--- START ARTICLE ---

Schedule H, which became fully effective August 1, 1989, requires the reporting of price and volume information for principal transactions in non-NASDAQ securities whenever a member exceeds the minimum daily thresholds of 50,000 shares or $10,000, on either side, in a given non-NASDAQ security. All non-NASDAQ equity securities, including foreign securities, are subject to the requirements of Schedule H. Since its effectiveness, questions have been raised regarding the applicability of the Schedule to foreign securities and certain foreign securities transactions. The NASD has decided to publish the following guidelines to clarify the requirements and to assist members in complying with the Schedule.

1. Schedule H applies only to principal transactions effected by NASD members.
2. The term "non-NASDAQ security" includes all foreign equity securities, American Depositary Receipts, or shares traded in the U.S. other than on NASDAQ or on a national securities exchange. Foreign exchanges are not "national securities exchanges," as that term is used in the Schedule H definition of non-NASDAQ security. Therefore, the fact that a foreign security is also traded on a foreign exchange does not, per se, exclude all transactions in that security from the Schedule's coverage.

--- END ARTICLE ---

**SET PROBLEM 1:**
Write out the part of the Schedule H text starting with "2. The term" and going on through "the Schedule's coverage.".
The entries that follow have no connection to the Schedule H text.

--- START THE INPUT ---

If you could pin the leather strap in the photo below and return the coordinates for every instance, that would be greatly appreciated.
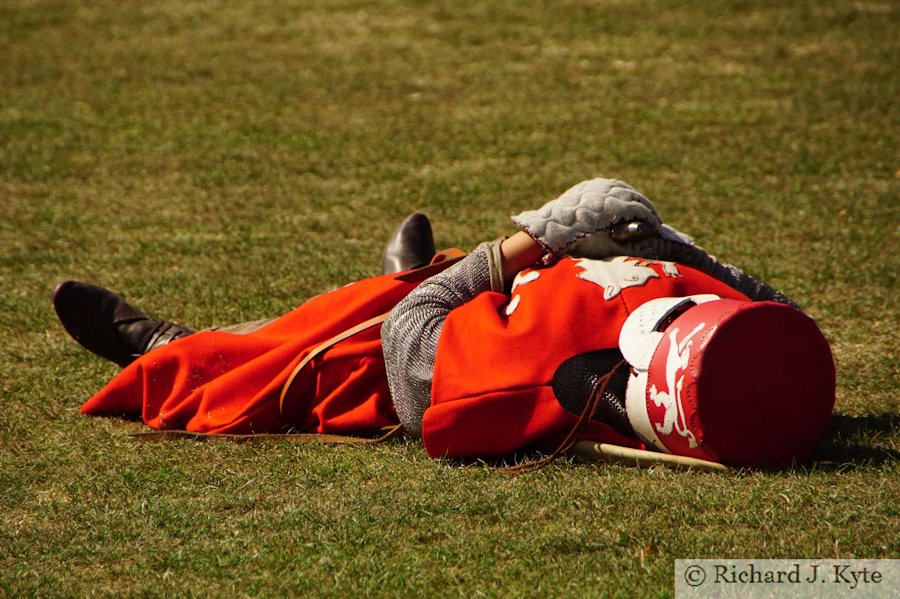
(441, 260)
(321, 348)
(385, 433)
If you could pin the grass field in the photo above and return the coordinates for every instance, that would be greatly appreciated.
(220, 161)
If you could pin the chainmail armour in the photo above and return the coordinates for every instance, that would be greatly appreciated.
(411, 332)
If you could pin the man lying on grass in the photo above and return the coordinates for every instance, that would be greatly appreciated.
(595, 321)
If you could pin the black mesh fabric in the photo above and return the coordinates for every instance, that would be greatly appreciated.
(576, 377)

--- END THE INPUT ---

**SET PROBLEM 2:**
Scale the entries by writing out all of their lines again, requests included, with each coordinate in the answers multiplied by 1.2 and rounded to a whole number, halves rounded up. Leave the pictures out of your answer.

**FULL ANSWER 1:**
2. The term "non-NASDAQ security" includes all foreign equity securities, American Depositary Receipts, or shares traded in the U.S. other than on NASDAQ or on a national securities exchange. Foreign exchanges are not "national securities exchanges," as that term is used in the Schedule H definition of non-NASDAQ security. Therefore, the fact that a foreign security is also traded on a foreign exchange does not, per se, exclude all transactions in that security from the Schedule's coverage.

**FULL ANSWER 2:**
If you could pin the leather strap in the photo below and return the coordinates for every instance, that would be greatly appreciated.
(529, 312)
(385, 418)
(462, 520)
If you could pin the grass field in the photo above and return the coordinates for every instance, that would be greatly appreciated.
(264, 193)
If you could pin the chainmail armour in the photo above and return the coordinates for every instance, that would be greatly appreciated.
(493, 398)
If you could pin the man lying on grass in the photo above and return the coordinates for every instance, that would be greatly appreciated.
(714, 385)
If you could pin the black mesh fabric in the photo above and return the coordinates for every instance, that would be greatly appreciated.
(691, 452)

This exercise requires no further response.